JOB → In your copy, leave out the pictures; write out all the data exactly.

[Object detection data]

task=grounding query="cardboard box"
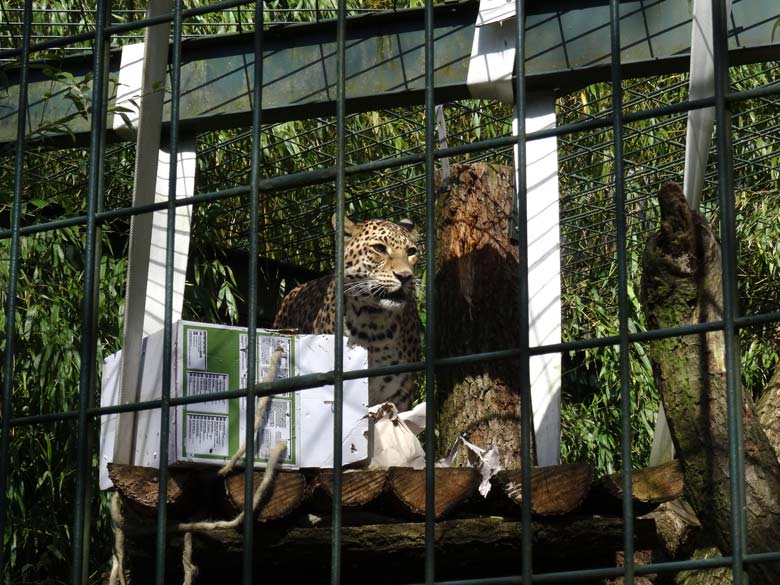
[100,321,368,489]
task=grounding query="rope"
[181,532,198,585]
[108,492,127,585]
[109,347,287,585]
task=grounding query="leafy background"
[0,0,780,584]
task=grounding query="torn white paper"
[368,402,425,469]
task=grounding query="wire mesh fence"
[0,2,780,583]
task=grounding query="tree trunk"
[435,163,532,469]
[642,183,780,585]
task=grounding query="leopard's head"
[333,215,417,311]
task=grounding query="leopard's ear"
[330,213,357,238]
[398,218,417,239]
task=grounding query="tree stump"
[642,183,780,585]
[435,163,532,469]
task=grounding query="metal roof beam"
[0,0,780,145]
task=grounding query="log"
[317,470,387,508]
[756,364,780,459]
[435,163,532,469]
[123,516,656,584]
[108,463,206,518]
[387,467,480,518]
[641,183,780,585]
[598,460,684,504]
[224,471,305,522]
[486,463,591,516]
[645,499,701,560]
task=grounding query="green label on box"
[178,322,298,465]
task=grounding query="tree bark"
[435,163,532,469]
[642,183,780,585]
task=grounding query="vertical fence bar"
[243,0,263,585]
[0,0,32,571]
[712,0,745,585]
[70,0,110,584]
[155,0,182,585]
[514,0,533,583]
[425,0,436,585]
[330,0,347,585]
[609,0,634,585]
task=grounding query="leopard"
[274,215,422,411]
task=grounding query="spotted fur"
[274,216,422,410]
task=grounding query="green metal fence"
[0,0,780,584]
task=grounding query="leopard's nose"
[393,270,414,286]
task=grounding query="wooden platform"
[110,464,682,584]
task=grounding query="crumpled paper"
[436,435,502,497]
[367,402,501,497]
[367,402,425,469]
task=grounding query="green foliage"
[0,0,780,584]
[558,64,780,474]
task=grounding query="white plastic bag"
[368,402,425,469]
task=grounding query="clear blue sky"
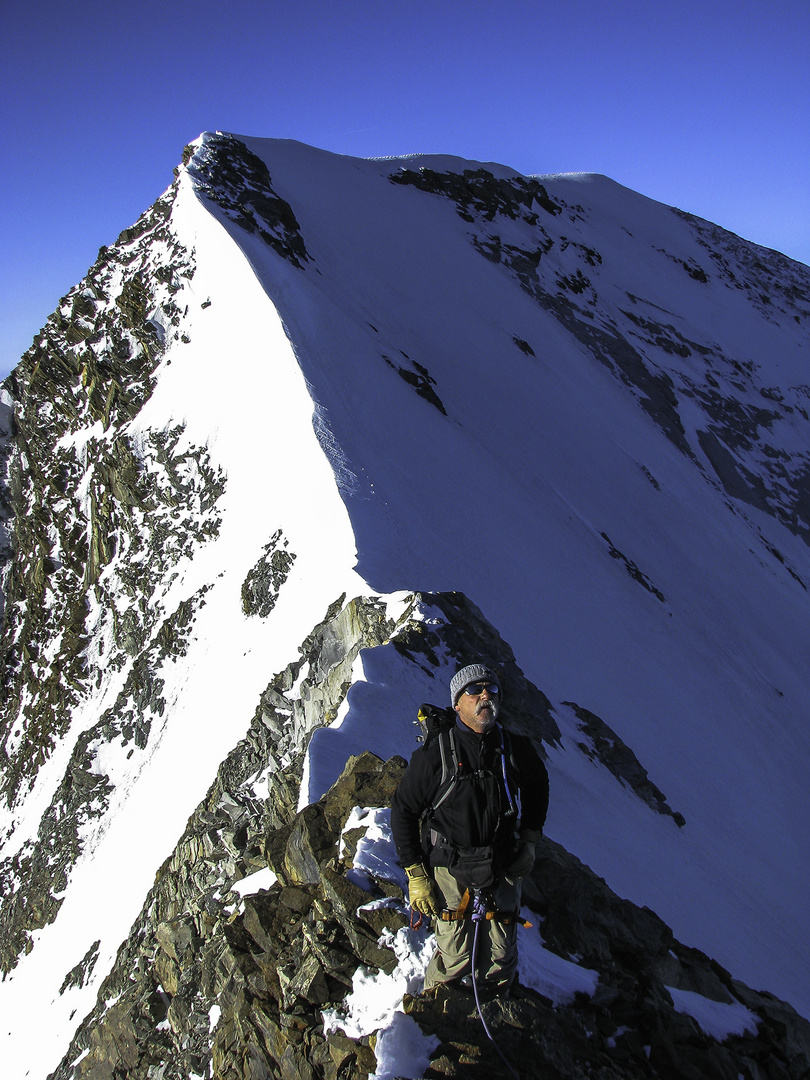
[0,0,810,377]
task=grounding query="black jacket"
[391,720,549,866]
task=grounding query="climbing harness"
[472,889,531,1080]
[437,889,531,928]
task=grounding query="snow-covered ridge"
[0,134,810,1076]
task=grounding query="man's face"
[456,681,500,734]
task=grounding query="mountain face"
[0,134,810,1080]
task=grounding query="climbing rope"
[472,889,521,1080]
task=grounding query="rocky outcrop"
[52,754,810,1080]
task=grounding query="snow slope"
[0,136,810,1077]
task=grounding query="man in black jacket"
[391,664,549,996]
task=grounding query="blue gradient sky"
[0,0,810,377]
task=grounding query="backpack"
[417,702,521,888]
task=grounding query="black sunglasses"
[464,683,500,698]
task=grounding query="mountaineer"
[391,663,549,997]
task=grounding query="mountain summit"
[0,133,810,1080]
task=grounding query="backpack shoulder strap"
[430,728,459,813]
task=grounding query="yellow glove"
[405,863,438,915]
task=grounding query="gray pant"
[424,866,523,991]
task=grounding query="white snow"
[0,139,810,1080]
[666,986,759,1042]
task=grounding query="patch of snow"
[666,986,761,1042]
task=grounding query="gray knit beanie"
[450,664,501,705]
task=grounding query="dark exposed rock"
[184,134,310,267]
[47,717,810,1080]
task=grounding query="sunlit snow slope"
[195,130,810,1014]
[0,130,810,1077]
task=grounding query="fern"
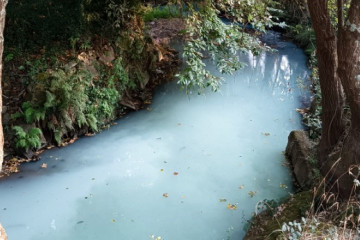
[12,126,41,151]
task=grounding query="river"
[0,32,309,240]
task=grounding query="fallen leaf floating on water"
[249,191,256,197]
[226,203,237,210]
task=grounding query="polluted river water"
[0,32,309,240]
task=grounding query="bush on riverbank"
[3,1,183,169]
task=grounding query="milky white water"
[0,33,308,240]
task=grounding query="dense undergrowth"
[4,0,177,160]
[245,0,360,240]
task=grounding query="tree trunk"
[0,223,7,240]
[335,0,360,197]
[0,0,8,172]
[307,0,345,165]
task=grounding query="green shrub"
[12,126,41,151]
[144,5,181,22]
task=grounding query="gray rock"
[285,130,313,188]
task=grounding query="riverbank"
[0,18,184,177]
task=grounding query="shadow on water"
[0,33,309,240]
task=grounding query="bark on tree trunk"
[335,0,360,197]
[0,223,7,240]
[307,0,345,164]
[0,0,8,172]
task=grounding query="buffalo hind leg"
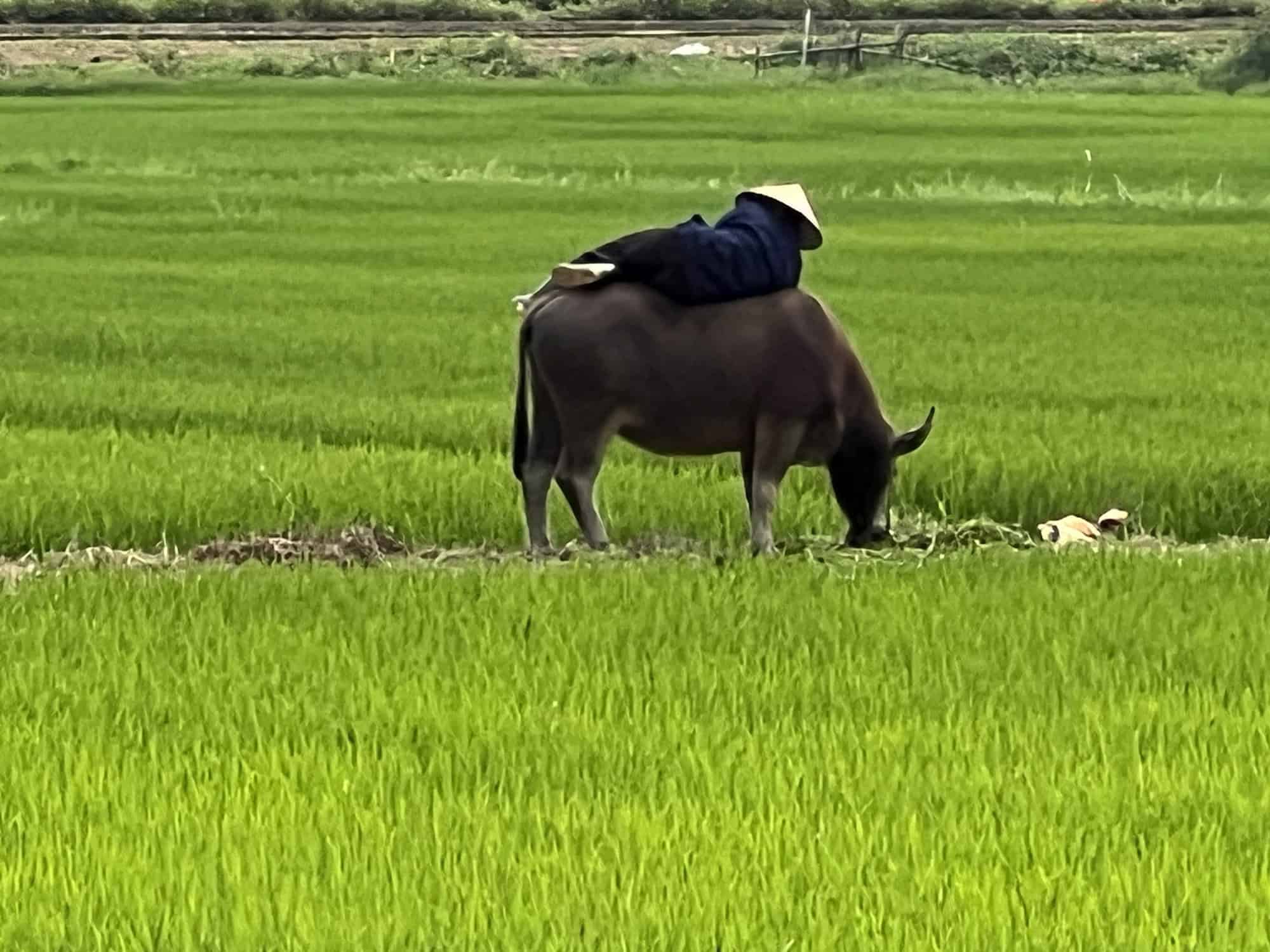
[521,380,561,552]
[740,447,754,515]
[749,418,805,555]
[556,432,608,548]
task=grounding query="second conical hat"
[737,183,824,251]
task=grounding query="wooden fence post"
[799,6,812,66]
[892,23,908,58]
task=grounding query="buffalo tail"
[512,320,530,481]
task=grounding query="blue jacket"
[655,195,803,303]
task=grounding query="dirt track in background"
[0,519,1270,588]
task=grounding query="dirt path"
[0,519,1270,588]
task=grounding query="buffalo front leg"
[749,418,804,555]
[521,376,561,552]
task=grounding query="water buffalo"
[512,283,935,553]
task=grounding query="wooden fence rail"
[0,17,1257,42]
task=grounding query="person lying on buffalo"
[513,184,824,310]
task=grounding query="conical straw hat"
[737,183,824,251]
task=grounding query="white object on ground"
[1036,509,1129,546]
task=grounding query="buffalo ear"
[890,406,935,457]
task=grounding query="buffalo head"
[829,406,935,546]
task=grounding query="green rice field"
[0,76,1270,951]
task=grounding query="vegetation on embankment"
[0,0,1265,23]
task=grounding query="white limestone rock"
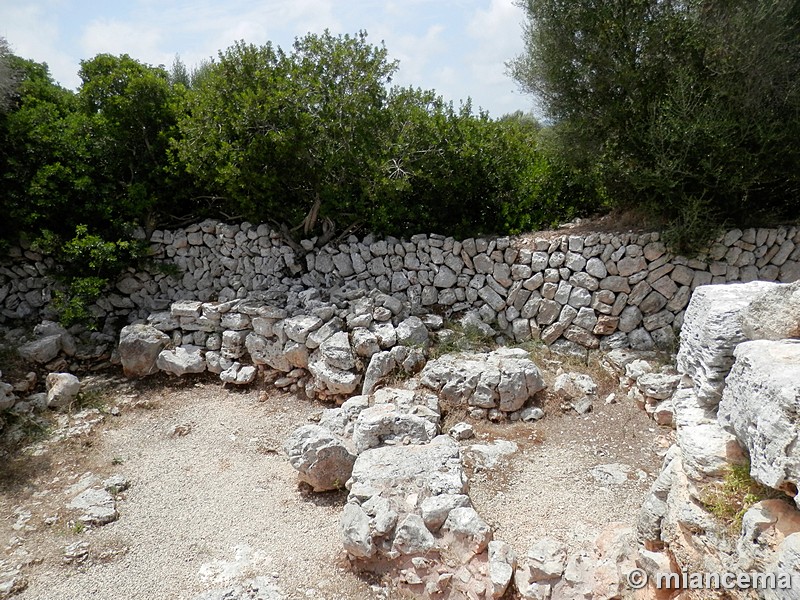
[283,425,356,492]
[739,281,800,340]
[19,334,61,364]
[45,373,81,408]
[677,281,778,406]
[672,388,745,481]
[156,345,206,377]
[420,348,545,412]
[488,540,517,600]
[353,404,438,454]
[244,333,294,373]
[118,325,169,378]
[718,340,800,507]
[347,435,467,508]
[420,494,472,533]
[308,346,361,395]
[67,487,119,525]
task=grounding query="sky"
[0,0,534,117]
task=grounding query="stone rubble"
[0,220,800,362]
[636,282,800,598]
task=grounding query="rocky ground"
[0,354,669,600]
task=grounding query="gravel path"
[0,372,659,600]
[2,384,374,600]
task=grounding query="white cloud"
[466,0,525,116]
[0,0,528,116]
[81,18,169,64]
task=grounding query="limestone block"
[677,282,777,406]
[719,340,800,507]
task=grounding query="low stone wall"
[0,221,800,351]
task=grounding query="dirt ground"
[0,358,665,600]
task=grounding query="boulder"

ANSWER TO THIS TASK →
task=grounding query="cardboard box"
[100,321,368,489]
task=grounding query="rope"
[181,532,198,585]
[108,492,127,585]
[109,347,287,585]
task=grounding query="leafy background"
[0,0,780,584]
task=grounding query="torn white paper"
[368,402,425,469]
task=grounding query="wire mesh fence"
[0,2,780,583]
task=grounding query="tree trunk"
[435,163,532,469]
[642,183,780,585]
task=grounding query="leopard's head"
[333,215,417,311]
task=grounding query="leopard's ear"
[330,213,357,238]
[398,218,417,239]
task=grounding query="tree stump"
[642,183,780,585]
[435,163,532,469]
task=grounding query="metal roof beam"
[0,0,780,145]
task=grounding query="log"
[317,470,387,508]
[756,364,780,459]
[435,163,532,469]
[123,516,656,584]
[108,463,206,518]
[387,467,480,518]
[641,183,780,585]
[598,460,684,504]
[224,471,305,522]
[486,463,591,516]
[645,499,701,560]
task=grounding query="green label on box"
[178,322,298,465]
task=grounding query="tree bark"
[435,163,532,469]
[642,183,780,585]
task=grounding query="vertical fence bar"
[243,0,263,585]
[0,0,32,571]
[712,0,745,585]
[70,0,110,584]
[155,0,182,585]
[514,0,533,583]
[425,0,436,585]
[330,0,347,585]
[609,0,634,585]
task=grounding query="leopard"
[274,215,422,411]
task=grounding query="spotted fur"
[274,216,422,410]
task=grounding query="green metal fence"
[0,0,780,584]
task=grounding query="leopard's nose"
[393,270,414,286]
task=grounding query="wooden platform"
[110,464,682,584]
task=grounding query="crumpled paper"
[436,435,502,497]
[367,402,501,497]
[367,402,425,469]
task=grounding query="green foliage"
[0,0,780,584]
[558,64,780,474]
task=grounding query="white plastic bag"
[368,402,425,469]
task=grounding query="clear blue sky"
[0,0,810,377]
task=grounding query="black jacket"
[391,720,549,866]
task=grounding query="climbing harness"
[472,889,531,1080]
[437,889,531,928]
task=grounding query="snow-covered ridge"
[0,134,810,1076]
task=grounding query="man's face"
[456,681,500,734]
task=grounding query="mountain face"
[0,134,810,1080]
task=grounding query="climbing rope"
[472,889,521,1080]
task=grounding query="rocky outcrop"
[52,754,810,1080]
task=grounding query="snow slope"
[0,136,810,1077]
task=grounding query="man in black jacket"
[391,664,549,996]
task=grounding query="blue gradient sky"
[0,0,810,377]
task=grounding query="backpack"
[417,702,521,888]
task=grounding query="black sunglasses"
[464,683,500,698]
task=grounding query="mountaineer"
[391,663,549,997]
task=grounding query="mountain summit"
[0,133,810,1080]
task=grounding query="backpack shoulder strap"
[430,728,459,813]
task=grounding query="yellow glove"
[405,863,438,915]
task=grounding query="gray pant"
[424,866,523,991]
task=grounding query="white snow"
[0,139,810,1080]
[666,986,759,1042]
task=grounding query="patch of snow"
[666,986,761,1042]
task=grounding query="gray knit beanie"
[450,664,501,705]
task=grounding query="dark exposed rock"
[184,134,310,267]
[47,717,810,1080]
task=grounding query="sunlit snow slope"
[195,130,810,1014]
[0,130,810,1077]
task=grounding query="fern"
[12,126,41,151]
task=grounding query="river"
[0,32,309,240]
task=grounding query="fallen leaf floating on water"
[249,191,256,197]
[226,203,237,210]
task=grounding query="polluted river water"
[0,32,309,240]
task=grounding query="bush on riverbank"
[3,1,183,169]
task=grounding query="milky white water"
[0,33,308,240]
task=grounding query="dense undergrowth"
[4,0,177,160]
[245,0,360,240]
task=grounding query="tree trunk"
[0,223,7,240]
[335,0,360,197]
[0,0,8,172]
[307,0,345,165]
task=grounding query="green shrub"
[12,126,41,151]
[144,5,181,22]
task=grounding query="gray rock"
[285,130,313,188]
task=grounding query="riverbank"
[0,18,184,177]
task=grounding query="shadow on water"
[0,33,309,240]
task=grounding query="bark on tree trunk"
[335,0,360,197]
[0,223,7,240]
[307,0,345,164]
[0,0,8,172]
task=grounding query="buffalo hind leg"
[521,380,561,552]
[740,447,754,515]
[749,418,805,555]
[556,432,608,548]
task=grounding query="second conical hat"
[737,183,824,251]
task=grounding query="wooden fence post"
[799,6,812,66]
[892,23,908,58]
task=grounding query="buffalo tail"
[512,320,530,481]
task=grounding query="blue jacket"
[655,195,803,303]
task=grounding query="dirt track in background"
[0,519,1270,588]
task=grounding query="dirt path"
[0,519,1270,588]
task=grounding query="buffalo front leg"
[749,418,804,555]
[521,376,561,552]
task=grounding query="water buffalo"
[512,283,935,553]
task=grounding query="wooden fence rail"
[0,17,1257,42]
task=grounding query="person lying on buffalo"
[513,184,824,310]
task=grounding query="conical straw hat"
[737,183,824,251]
task=grounding query="white object on ground"
[1036,509,1129,546]
task=grounding query="buffalo ear"
[890,406,935,457]
task=grounding query="buffalo head"
[829,406,935,546]
task=grounding query="green rice field"
[0,76,1270,951]
task=grounding query="vegetation on embankment"
[0,0,1265,23]
task=grounding query="white limestone rock"
[283,425,356,492]
[739,281,800,340]
[19,334,61,364]
[45,373,81,408]
[677,281,778,406]
[672,388,745,481]
[156,345,206,377]
[420,348,545,412]
[488,540,517,600]
[353,404,438,454]
[244,333,294,373]
[118,325,169,378]
[718,340,800,507]
[347,435,467,508]
[420,494,472,533]
[308,346,361,395]
[67,487,119,525]
task=grounding query="sky"
[0,0,534,117]
task=grounding query="stone rubble"
[0,220,800,362]
[636,282,800,598]
task=grounding query="rocky ground"
[0,354,669,600]
task=grounding query="gravel path"
[0,372,659,600]
[2,384,374,600]
task=grounding query="white cloud"
[466,0,525,116]
[0,0,528,116]
[81,18,169,64]
task=grounding query="limestone block"
[677,282,777,406]
[719,340,800,507]
task=grounding query="low stone wall"
[0,221,800,351]
task=grounding query="dirt ground"
[0,358,665,600]
task=grounding query="boulder"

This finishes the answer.